Исходный текст
----------

Эта программа была высказана Клычковым в одной из первых книг («Потаенный сад», 1913). Эпиграфом к «Потаенному саду» послужила народная песня «Ах ты сад, ты мой сад, сад зелененький», которая затем, в стихах Клычкова, получает своеобразное истолкование: «зелененький сад» превращен в заповедник одинокой души поэта, в очарованную обитель, неподвластную воздействию окружающей жизни.


Ручеек бежит по лугу,

А мой сад на берегу,

Он стоит невидим другу,

Невидим врагу...

. . . . . . . . . . . . . . . . . . . .

Не услышать другу гуслей,

Не гулять в моем саду,

А и сам-то я из саду

Ходу не найду!..160.

Этот «потаенный сад», напоминающий «соловьиный сад» А. Блока (с тою только существенной разницей, что Блок отвергал его чары, а Клычков в нем замыкался), можно считать ключевым мотивом Клычкова, чья лирика послеоктябрьской поры тоже лишена примет реального мира, исторической эпохи. Лишь на обложках его изданий 1918 г. («Кольцо Лады», и второе издание «Потаенного сада») имеется характерная, в духе времени, датировка: «2-й год 1-го века». Судя же по содержанию сборников, составленных в основном из прежних стихотворений Клычкова, «новая эра» в его творчестве не начиналась.

В дальнейшем Клычков так же избегает намеков на современность. Сельский мечтатель, страшащийся жизни и бегущий от людей, – таким предстает он в своих идиллиях и элегиях.


Грежу я всю жизнь о рае

И пою все о весне...

Я живу, а сам не знаю,

Наяву, али во сне...

. . . . . . . . . . . . . . . . . . . .

Но отступит вражья сила

И сольются явь и сон -

Друг мой милый, друг мой милый,

Мне, как жизнь, мила могила

И над ней, как песня, – звон161.

Конкретные черты крестьянского быта если и появляются теперь в творчестве С. Клычкова, то для того, чтобы подчеркнуть неподвижность деревенской жизни или, оттолкнувшись от «грубой прозы», вновь погрузиться в сладкие сны о неясном, далеком, заведомо недостижимом. Традиционно-романтическое противопоставление мечты и действительности, сказки и реальности получает здесь опять-таки символистскую окраску. Недаром программное заявление Клычкова – «Я ищу в забытьи, чего нету на свете и чего никогда не найти»162 – почти дословно совпадало с известной формулой З. Гиппиус, высказанной еще в начале девяностых годов: «Мне нужно то, чего нет на свете, чего нет на свете»163.

----------

Заданный запрос
Какая народная песня стала эпиграфом к сборнику «Потаенный сад», согласно тексту о лирике Клычкова?

----------

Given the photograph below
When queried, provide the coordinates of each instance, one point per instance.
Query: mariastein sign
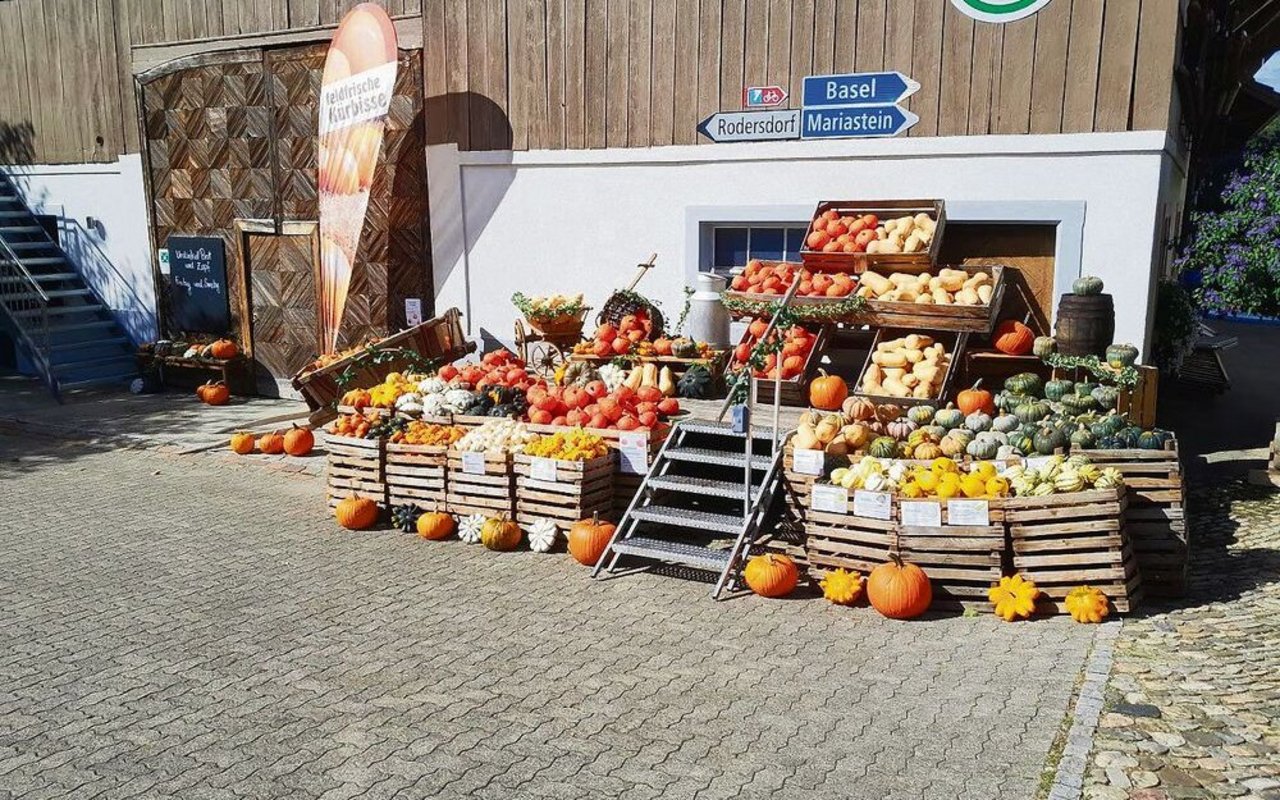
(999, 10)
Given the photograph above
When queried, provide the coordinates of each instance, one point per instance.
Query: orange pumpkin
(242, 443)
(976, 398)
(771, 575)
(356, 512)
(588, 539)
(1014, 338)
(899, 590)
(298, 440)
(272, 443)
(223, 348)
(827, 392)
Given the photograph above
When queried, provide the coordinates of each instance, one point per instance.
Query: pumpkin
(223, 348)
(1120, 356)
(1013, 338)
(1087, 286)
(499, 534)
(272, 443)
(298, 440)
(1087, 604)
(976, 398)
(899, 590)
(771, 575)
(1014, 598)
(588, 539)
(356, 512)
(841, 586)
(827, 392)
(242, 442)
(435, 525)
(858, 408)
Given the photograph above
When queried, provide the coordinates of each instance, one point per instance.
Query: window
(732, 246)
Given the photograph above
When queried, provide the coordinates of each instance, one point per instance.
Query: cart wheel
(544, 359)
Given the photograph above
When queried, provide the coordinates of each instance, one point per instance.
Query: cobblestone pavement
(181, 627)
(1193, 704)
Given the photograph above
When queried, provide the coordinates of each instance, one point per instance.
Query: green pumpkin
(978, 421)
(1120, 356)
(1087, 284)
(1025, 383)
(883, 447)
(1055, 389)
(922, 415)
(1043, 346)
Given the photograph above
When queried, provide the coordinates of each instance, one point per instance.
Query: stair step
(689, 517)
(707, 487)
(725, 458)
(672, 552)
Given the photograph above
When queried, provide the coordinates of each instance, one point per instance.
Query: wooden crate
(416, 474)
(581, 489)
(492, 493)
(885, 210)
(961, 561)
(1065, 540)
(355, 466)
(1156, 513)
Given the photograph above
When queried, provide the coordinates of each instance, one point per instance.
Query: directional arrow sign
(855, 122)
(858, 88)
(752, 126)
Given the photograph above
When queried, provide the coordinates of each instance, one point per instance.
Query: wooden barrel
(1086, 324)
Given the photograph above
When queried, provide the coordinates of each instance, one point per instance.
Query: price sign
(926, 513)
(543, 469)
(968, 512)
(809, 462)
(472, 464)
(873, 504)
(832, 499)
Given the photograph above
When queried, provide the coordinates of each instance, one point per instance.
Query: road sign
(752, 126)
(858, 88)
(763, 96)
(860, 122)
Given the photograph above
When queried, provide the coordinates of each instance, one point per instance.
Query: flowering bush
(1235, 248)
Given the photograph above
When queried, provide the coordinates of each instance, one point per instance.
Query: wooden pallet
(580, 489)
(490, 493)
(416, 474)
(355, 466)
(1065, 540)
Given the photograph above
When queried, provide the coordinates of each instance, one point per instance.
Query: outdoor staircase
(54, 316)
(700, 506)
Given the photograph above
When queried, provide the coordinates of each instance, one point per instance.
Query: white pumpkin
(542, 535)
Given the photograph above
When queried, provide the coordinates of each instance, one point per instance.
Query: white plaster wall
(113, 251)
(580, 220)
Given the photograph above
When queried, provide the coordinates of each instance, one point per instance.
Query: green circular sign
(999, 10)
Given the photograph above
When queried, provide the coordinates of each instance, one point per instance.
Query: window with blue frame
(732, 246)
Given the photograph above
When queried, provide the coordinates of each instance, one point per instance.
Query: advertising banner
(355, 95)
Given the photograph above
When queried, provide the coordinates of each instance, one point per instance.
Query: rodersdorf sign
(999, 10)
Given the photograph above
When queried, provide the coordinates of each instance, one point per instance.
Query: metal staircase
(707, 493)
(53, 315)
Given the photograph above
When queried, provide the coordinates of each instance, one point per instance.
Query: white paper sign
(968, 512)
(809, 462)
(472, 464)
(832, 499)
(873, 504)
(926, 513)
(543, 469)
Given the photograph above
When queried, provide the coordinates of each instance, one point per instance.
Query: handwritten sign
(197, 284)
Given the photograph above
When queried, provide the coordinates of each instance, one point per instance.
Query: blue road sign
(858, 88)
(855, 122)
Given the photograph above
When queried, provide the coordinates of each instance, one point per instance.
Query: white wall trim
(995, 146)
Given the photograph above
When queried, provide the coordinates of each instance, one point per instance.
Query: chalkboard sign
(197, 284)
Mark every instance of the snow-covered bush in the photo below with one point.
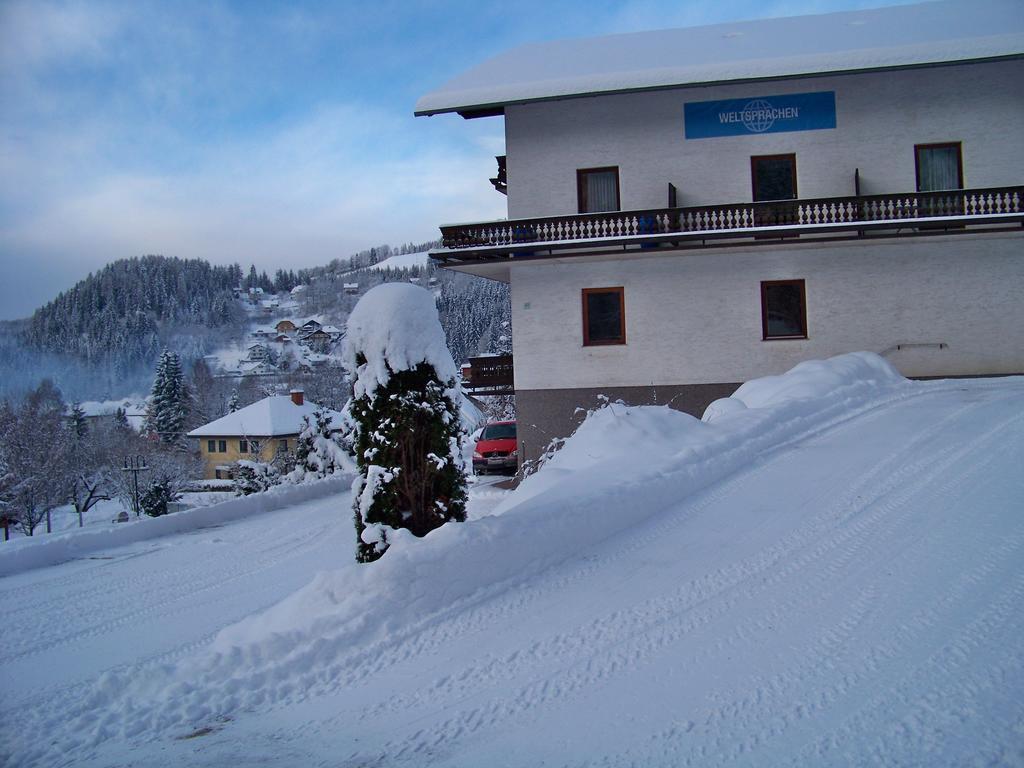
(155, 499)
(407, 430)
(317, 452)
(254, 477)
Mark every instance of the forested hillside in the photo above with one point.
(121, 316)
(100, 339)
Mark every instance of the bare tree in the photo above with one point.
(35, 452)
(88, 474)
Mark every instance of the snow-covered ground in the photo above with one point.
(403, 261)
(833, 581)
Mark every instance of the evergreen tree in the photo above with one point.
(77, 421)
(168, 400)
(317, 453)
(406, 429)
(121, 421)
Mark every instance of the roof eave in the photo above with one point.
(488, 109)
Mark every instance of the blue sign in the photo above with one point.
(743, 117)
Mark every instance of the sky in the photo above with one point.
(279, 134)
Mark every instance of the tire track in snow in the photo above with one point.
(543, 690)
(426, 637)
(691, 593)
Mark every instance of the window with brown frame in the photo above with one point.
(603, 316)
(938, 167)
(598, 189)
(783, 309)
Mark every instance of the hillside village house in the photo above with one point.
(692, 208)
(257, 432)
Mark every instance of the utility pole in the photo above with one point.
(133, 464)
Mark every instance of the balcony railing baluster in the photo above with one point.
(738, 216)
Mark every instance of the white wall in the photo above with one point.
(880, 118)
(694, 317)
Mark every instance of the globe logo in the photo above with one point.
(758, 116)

----------

Полный ответ
Эпиграфом послужила народная песня «Ах ты сад, ты мой сад, сад зелененький».